- THE PROBLEM -
List every line of the rows below that contains the string "position", matching its case exactly.

[Some rows]
━━━━━━
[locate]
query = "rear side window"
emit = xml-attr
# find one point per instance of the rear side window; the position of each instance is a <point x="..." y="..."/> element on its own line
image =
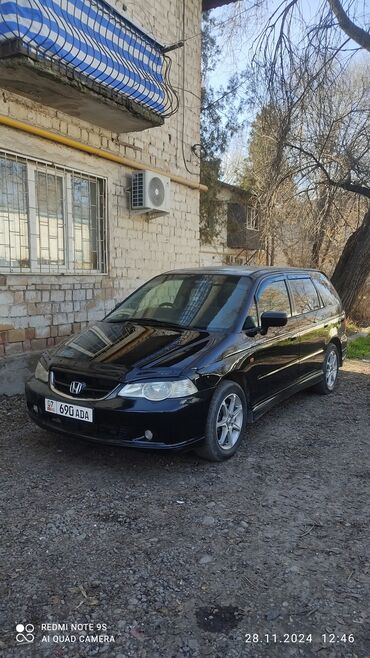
<point x="273" y="296"/>
<point x="327" y="293"/>
<point x="305" y="295"/>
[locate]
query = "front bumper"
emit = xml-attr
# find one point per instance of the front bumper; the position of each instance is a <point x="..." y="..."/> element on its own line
━━━━━━
- WRITTEN REPLY -
# find one point per instance of the rear side window; the position of each instance is a <point x="..." y="..."/> element on its own line
# find one point per instance of the front bumper; the position of each instance is a <point x="..." y="..."/> element on its own line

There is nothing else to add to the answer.